TASK TO COMPLETE
Reproduce every line of the material from the line containing "Would you be so kind as to locate the vertical" through the end, including both of those lines and the requests. Shift every x and y coordinate in the answers by -143.

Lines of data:
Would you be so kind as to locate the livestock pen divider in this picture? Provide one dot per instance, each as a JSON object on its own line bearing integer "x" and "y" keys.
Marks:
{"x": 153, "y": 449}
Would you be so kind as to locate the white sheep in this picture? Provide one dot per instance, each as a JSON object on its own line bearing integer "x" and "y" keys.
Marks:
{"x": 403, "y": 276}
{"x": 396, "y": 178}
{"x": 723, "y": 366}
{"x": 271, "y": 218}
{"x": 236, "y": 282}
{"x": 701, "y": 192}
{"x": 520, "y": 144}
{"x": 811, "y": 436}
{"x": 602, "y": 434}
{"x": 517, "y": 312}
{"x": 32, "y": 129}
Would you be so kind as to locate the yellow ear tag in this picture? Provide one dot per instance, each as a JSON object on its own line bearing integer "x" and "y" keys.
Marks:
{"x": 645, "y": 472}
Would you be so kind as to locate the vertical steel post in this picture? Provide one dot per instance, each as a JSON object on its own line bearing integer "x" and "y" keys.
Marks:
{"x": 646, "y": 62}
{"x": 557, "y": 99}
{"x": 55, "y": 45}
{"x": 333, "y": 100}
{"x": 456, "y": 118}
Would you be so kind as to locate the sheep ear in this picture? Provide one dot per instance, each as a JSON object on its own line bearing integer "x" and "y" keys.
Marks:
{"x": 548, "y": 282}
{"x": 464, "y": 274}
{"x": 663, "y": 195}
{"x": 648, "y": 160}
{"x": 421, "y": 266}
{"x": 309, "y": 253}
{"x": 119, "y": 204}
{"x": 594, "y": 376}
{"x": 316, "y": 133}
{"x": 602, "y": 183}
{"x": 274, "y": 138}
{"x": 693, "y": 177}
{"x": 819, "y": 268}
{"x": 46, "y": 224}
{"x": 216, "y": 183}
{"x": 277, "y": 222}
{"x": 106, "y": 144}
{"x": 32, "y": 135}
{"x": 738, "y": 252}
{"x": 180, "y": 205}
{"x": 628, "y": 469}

WRITTEN ANSWER
Would you be so kind as to locate the vertical steel post in this picture? Provide one dot per instance, each as a JSON object on its own line bearing integer "x" and "y" keys.
Marks:
{"x": 503, "y": -81}
{"x": 414, "y": -44}
{"x": -88, "y": -98}
{"x": 190, "y": -43}
{"x": 313, "y": -25}
Would you be so kind as to locate the sheep ear in this picture? Provide one dot per instance, each as a JSON object on its own line bearing integer "x" and "y" keys.
Marks:
{"x": 405, "y": 139}
{"x": 321, "y": 131}
{"x": 520, "y": 52}
{"x": 505, "y": 17}
{"x": 278, "y": 123}
{"x": 166, "y": 110}
{"x": -24, "y": 61}
{"x": 451, "y": 233}
{"x": 173, "y": -10}
{"x": 459, "y": 40}
{"x": 131, "y": -5}
{"x": 550, "y": 34}
{"x": 676, "y": 125}
{"x": -97, "y": 81}
{"x": 73, "y": 40}
{"x": 134, "y": 79}
{"x": -37, "y": 1}
{"x": -111, "y": -8}
{"x": 595, "y": 109}
{"x": 37, "y": 62}
{"x": 485, "y": 326}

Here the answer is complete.